#### Data provided ####

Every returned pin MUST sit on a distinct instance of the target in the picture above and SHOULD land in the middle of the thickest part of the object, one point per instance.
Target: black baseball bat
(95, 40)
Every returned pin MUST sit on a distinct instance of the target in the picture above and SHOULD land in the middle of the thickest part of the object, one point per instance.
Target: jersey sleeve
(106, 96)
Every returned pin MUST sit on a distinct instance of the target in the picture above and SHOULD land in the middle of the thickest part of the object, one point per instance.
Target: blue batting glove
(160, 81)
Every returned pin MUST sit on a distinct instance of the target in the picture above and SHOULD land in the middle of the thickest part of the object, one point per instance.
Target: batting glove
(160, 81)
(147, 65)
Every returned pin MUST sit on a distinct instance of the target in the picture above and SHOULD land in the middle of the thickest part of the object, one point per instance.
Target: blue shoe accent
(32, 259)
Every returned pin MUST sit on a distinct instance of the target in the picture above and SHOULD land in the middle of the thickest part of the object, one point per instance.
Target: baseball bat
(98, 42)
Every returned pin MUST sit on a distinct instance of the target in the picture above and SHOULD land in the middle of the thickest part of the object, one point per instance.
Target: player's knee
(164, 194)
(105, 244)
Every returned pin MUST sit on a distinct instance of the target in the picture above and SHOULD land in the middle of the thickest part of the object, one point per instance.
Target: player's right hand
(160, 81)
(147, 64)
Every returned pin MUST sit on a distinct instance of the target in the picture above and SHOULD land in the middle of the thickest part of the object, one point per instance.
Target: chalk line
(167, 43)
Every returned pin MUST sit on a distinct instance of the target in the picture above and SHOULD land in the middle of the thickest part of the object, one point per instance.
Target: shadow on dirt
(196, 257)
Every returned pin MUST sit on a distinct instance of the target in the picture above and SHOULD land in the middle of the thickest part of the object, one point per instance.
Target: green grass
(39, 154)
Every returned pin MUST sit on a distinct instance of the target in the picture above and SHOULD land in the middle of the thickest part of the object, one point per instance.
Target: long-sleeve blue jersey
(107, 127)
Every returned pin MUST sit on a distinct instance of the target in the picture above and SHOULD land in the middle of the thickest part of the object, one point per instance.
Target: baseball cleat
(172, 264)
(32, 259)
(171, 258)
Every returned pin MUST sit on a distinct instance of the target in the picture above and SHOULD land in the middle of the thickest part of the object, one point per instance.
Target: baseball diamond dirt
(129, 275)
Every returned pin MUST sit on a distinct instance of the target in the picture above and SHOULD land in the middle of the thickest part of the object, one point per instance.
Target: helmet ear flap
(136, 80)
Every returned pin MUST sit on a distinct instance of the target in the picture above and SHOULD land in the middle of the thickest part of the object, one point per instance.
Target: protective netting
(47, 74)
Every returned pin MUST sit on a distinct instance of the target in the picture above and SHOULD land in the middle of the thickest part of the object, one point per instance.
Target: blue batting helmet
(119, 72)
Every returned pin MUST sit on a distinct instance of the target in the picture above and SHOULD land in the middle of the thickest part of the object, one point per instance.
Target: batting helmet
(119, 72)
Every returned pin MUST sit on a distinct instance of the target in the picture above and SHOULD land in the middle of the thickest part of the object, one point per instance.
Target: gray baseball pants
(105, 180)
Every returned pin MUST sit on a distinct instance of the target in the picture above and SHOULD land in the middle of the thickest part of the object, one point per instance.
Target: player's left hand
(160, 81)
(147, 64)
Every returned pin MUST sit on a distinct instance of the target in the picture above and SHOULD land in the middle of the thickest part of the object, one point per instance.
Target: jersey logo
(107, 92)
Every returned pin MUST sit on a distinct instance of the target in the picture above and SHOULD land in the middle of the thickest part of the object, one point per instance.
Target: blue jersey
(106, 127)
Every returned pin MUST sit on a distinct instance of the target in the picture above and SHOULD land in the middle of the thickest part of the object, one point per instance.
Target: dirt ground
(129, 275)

####

Assigned task – Retype the data in full, and keep every line identical to the original.

Response –
Every returned pin MUST sit on a distinct instance of the target in the picture above and SHOULD land in the middle of the thickest part of the object, one point per instance.
Target: black baseball bat
(95, 40)
Every returned pin MUST sit on a distinct instance of the target in the picture above and SHOULD land in the middle of the thickest part of the object, one point per instance.
Target: jersey sleeve
(106, 96)
Every returned pin MUST sit on a distinct instance of the target in the picture above and SHOULD land in the middle of the thickest part of the object, one point per instance.
Target: blue batting glove
(160, 81)
Every returned pin MUST sit on a distinct instance of the target in the picture above and SHOULD land in the middle of the thickest part of the object, one point per instance.
Target: batting glove
(160, 81)
(147, 65)
Every returned pin MUST sit on a distinct instance of the target in the picture above and SHOULD land in the middle of the thickest part of the object, one point per instance.
Target: blue shoe accent
(32, 259)
Every returned pin MUST sit on a distinct instance of the target in the picture above and SHOULD land in the middle of the thickest part of the object, one point per instance.
Target: baseball bat
(98, 42)
Every returned pin MUST sit on a distinct instance of the target in the picture above and SHOULD land in the middle of the thickest part of the object, one point per instance.
Target: player's knee
(164, 194)
(105, 244)
Every returned pin MUST sit on a distinct instance of the target in the picture above and SHOULD land in the middle of the thickest part of the object, one point per instance.
Target: player's right hand
(160, 81)
(147, 64)
Every returned pin MUST sit on a distinct instance of the target in the picture above and SHOULD land in the middle of the thickest part of the object, one point per instance.
Target: chalk line
(167, 43)
Every returned pin MUST sit on a distinct instance of the target in the picture above and SHOULD land in the middle of the thickest part of the object, one point per instance.
Target: shadow on dirt
(196, 257)
Every returned pin MUST sit on a distinct instance of the target in the picture above and SHOULD land in the middle of the thickest part of the object, one point per instance.
Target: green grass
(39, 154)
Every returned pin MUST sit on a distinct instance of the target in the picture above and SHOULD land in the middle of the thickest part of the object, one point per instance.
Target: long-sleeve blue jersey
(107, 127)
Every returned pin MUST sit on a distinct instance of the target in the picture above and SHOULD land in the middle of the thickest part of the object, one point per instance.
Target: baseball cleat
(172, 264)
(32, 259)
(171, 258)
Every returned pin MUST sit on a distinct instance of the target in the picture above and SHOULD land in the middle of the thickest part of the object, one point per instance.
Target: baseball diamond dirt
(129, 275)
Every returned pin MUST sit on a distinct instance of the target in the picture above and SHOULD land in the middle of the thickest part of the object, one point per instance.
Target: helmet ear flap
(136, 80)
Every returned pin MUST sit on a distinct instance of the target in the picture above and SHOULD land in the middle of the thickest part of the object, one point per instance.
Target: protective netting
(47, 74)
Every returned pin MUST sit on a distinct instance of the target in the picture above and SHOULD land in the middle of the thickest part of the object, one point per instance.
Target: blue batting helmet
(119, 72)
Every returned pin MUST sit on a distinct instance of the target in the picture above and SHOULD land in the middle of the thickest part of the object, one point per instance.
Target: batting helmet
(119, 72)
Every returned pin MUST sit on a distinct instance of the target in the picture above and SHOULD land in the middle of the thickest part of the object, one point per instance.
Target: gray baseball pants
(105, 180)
Every returned pin MUST sit on a distinct instance of the target in the picture above and SHOULD land in the middle of the thickest part of the object, one point per instance.
Target: player's left hand
(160, 81)
(147, 64)
Every returned pin MUST sit on a distinct instance of the target in the picture above and SHOULD land in the middle of the thickest part of the object, one point per instance.
Target: jersey logo
(107, 92)
Every returned pin MUST sit on a distinct instance of the target in the picture above and SHOULD land in the middle of the thickest part of the object, one point per instance.
Target: blue jersey
(106, 127)
Every returned pin MUST sit on a distinct instance of the target in the picture above and SHOULD land in the middle of the thickest part of the object, one point per instance.
Target: dirt ground
(129, 275)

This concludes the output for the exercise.